### RECORDED DATA
________________

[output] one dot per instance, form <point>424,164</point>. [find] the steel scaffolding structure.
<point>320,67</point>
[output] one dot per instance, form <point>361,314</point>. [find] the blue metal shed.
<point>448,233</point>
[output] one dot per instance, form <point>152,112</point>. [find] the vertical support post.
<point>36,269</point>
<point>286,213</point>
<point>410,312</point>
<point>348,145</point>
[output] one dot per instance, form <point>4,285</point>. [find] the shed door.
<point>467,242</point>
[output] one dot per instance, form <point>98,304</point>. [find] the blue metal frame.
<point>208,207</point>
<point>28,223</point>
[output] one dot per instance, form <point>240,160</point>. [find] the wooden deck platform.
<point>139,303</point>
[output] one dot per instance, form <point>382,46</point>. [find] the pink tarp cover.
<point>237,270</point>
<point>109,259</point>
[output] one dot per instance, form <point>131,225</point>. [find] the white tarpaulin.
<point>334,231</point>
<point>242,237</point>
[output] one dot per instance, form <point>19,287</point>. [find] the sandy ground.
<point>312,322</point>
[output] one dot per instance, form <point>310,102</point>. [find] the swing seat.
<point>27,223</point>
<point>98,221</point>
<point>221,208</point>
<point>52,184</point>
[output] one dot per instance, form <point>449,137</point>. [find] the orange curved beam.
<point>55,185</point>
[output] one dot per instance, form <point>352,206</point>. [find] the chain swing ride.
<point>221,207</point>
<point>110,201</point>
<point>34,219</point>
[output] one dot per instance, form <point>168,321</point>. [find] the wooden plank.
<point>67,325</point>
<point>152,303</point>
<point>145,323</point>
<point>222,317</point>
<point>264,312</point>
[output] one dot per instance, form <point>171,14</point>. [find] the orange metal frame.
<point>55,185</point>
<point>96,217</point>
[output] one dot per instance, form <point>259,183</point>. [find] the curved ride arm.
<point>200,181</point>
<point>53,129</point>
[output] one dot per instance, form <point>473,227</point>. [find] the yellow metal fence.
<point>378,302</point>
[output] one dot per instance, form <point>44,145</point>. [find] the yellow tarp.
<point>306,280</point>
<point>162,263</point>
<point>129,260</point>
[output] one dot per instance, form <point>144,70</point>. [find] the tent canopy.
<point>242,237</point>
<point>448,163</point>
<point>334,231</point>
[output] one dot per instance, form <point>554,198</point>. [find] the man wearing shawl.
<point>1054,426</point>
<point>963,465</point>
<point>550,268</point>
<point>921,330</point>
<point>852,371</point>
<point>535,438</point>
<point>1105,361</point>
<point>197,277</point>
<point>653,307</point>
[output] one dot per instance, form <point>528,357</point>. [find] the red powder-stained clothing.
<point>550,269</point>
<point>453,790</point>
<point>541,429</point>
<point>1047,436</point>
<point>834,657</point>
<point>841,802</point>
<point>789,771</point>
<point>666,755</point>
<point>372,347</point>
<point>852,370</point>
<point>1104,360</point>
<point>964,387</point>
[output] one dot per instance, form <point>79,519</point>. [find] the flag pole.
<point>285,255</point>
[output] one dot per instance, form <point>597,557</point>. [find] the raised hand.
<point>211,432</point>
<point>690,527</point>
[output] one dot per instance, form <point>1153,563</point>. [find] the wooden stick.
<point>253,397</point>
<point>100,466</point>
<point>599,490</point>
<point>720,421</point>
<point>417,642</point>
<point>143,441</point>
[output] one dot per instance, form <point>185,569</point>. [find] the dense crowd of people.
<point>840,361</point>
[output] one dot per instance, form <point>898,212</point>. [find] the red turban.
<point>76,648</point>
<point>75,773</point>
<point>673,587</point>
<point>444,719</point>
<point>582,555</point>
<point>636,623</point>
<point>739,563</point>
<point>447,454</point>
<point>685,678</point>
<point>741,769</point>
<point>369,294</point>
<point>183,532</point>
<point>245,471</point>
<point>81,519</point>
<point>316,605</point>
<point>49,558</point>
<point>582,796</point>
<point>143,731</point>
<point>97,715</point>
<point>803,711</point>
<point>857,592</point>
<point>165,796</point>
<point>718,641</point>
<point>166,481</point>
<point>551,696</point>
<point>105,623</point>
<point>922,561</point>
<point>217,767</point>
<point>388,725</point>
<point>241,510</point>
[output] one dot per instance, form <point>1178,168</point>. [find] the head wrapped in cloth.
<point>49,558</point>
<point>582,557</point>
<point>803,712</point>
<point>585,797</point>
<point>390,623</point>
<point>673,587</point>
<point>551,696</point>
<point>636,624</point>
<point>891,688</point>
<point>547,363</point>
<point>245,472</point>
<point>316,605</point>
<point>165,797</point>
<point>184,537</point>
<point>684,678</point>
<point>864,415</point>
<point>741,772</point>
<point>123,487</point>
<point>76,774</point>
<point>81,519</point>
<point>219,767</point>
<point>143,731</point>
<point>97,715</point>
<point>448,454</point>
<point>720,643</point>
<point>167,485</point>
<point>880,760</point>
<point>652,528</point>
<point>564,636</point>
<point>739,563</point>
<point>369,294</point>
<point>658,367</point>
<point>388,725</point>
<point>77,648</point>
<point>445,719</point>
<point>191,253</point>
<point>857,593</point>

________________

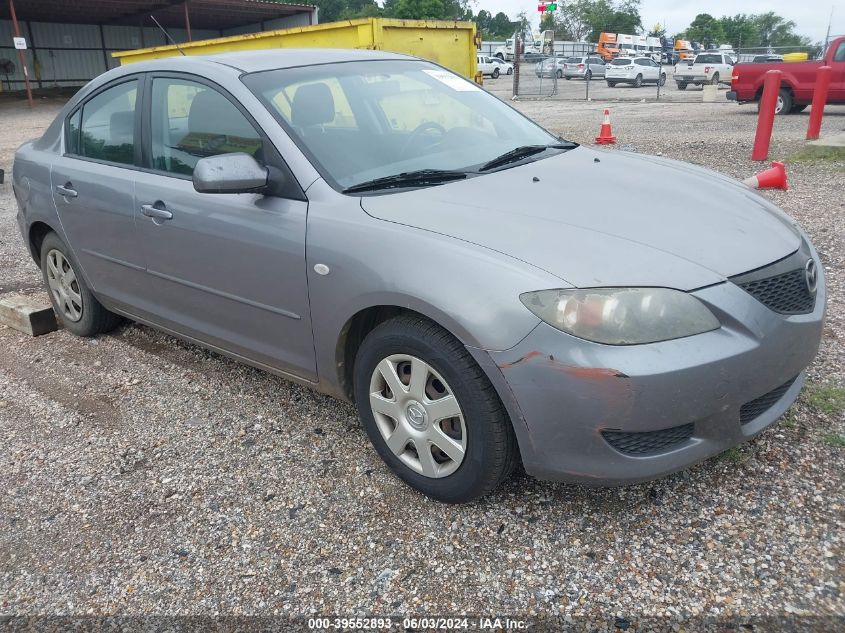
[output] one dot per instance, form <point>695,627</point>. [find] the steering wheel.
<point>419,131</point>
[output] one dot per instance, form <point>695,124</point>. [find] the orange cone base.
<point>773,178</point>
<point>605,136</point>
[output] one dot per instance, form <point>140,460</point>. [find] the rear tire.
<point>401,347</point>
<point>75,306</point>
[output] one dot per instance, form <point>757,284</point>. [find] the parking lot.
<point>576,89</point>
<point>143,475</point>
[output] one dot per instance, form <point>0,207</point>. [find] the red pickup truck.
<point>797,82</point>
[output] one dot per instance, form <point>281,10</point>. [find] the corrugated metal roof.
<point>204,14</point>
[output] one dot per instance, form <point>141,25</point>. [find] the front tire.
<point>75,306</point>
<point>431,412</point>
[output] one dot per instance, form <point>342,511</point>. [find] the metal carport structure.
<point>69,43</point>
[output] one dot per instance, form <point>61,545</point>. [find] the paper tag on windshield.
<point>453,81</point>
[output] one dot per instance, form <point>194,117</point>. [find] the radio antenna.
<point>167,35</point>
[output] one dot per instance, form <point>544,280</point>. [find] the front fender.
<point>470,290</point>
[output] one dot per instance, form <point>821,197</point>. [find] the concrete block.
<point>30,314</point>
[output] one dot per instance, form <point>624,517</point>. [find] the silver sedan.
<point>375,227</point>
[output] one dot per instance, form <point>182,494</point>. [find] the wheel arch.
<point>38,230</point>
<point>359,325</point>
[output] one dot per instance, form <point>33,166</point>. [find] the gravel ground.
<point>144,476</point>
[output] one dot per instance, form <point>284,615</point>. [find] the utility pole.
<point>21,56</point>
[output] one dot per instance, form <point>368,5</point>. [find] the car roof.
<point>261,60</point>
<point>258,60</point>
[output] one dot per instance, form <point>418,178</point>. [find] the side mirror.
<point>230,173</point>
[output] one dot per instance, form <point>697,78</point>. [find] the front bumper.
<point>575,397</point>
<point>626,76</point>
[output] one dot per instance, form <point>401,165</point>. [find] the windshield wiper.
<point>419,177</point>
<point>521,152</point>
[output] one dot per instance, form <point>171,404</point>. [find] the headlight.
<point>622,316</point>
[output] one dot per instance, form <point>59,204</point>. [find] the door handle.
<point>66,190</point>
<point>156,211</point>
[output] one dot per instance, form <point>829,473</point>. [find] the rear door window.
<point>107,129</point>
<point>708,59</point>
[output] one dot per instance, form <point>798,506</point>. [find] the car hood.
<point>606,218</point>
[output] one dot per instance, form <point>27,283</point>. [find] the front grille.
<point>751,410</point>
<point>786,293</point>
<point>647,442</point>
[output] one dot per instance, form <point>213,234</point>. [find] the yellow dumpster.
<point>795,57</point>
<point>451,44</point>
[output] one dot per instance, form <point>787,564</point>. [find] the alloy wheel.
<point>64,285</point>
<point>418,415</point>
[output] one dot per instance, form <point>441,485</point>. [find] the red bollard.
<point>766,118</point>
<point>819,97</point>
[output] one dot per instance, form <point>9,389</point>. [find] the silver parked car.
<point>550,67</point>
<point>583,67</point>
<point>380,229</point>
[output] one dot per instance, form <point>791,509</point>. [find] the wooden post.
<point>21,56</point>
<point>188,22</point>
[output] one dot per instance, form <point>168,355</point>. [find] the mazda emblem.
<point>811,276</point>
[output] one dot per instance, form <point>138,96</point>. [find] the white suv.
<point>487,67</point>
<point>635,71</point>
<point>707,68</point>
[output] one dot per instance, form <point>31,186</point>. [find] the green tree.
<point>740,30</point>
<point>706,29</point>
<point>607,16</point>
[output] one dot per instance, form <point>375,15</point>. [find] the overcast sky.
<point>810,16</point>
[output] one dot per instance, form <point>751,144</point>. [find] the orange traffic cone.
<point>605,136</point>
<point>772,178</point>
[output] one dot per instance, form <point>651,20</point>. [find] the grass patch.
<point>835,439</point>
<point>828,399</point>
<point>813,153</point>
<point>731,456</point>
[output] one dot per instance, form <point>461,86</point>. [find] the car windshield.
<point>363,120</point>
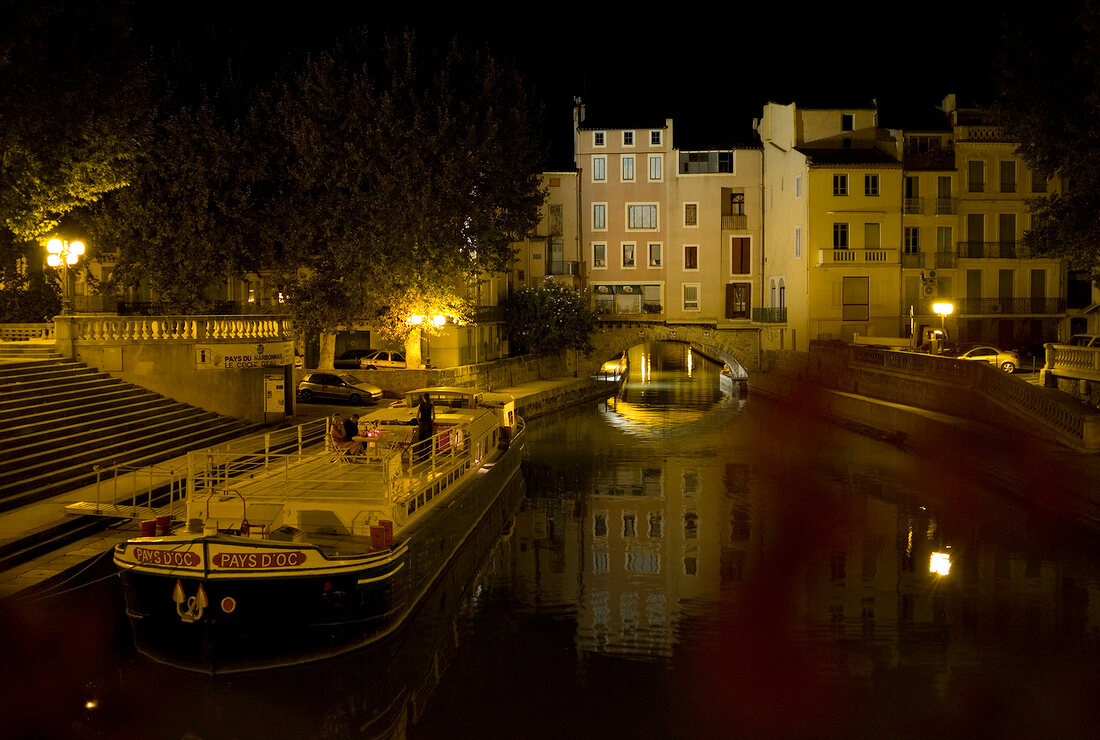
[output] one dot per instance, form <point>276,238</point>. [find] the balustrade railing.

________________

Print the data above word for word, starting at the line that contains "[output] one dot per instance, form <point>424,164</point>." and ending at the line that contains "<point>348,145</point>". Include both of those lines and nothing else.

### TASK RESULT
[output] one dot per instance, form <point>424,164</point>. [find] the steel scaffolding structure.
<point>320,67</point>
[output] one dot per instance, form <point>361,314</point>. [find] the blue metal shed.
<point>448,233</point>
[output] one dot per instance, form <point>152,112</point>. [find] the vertical support post.
<point>36,269</point>
<point>286,213</point>
<point>410,312</point>
<point>348,145</point>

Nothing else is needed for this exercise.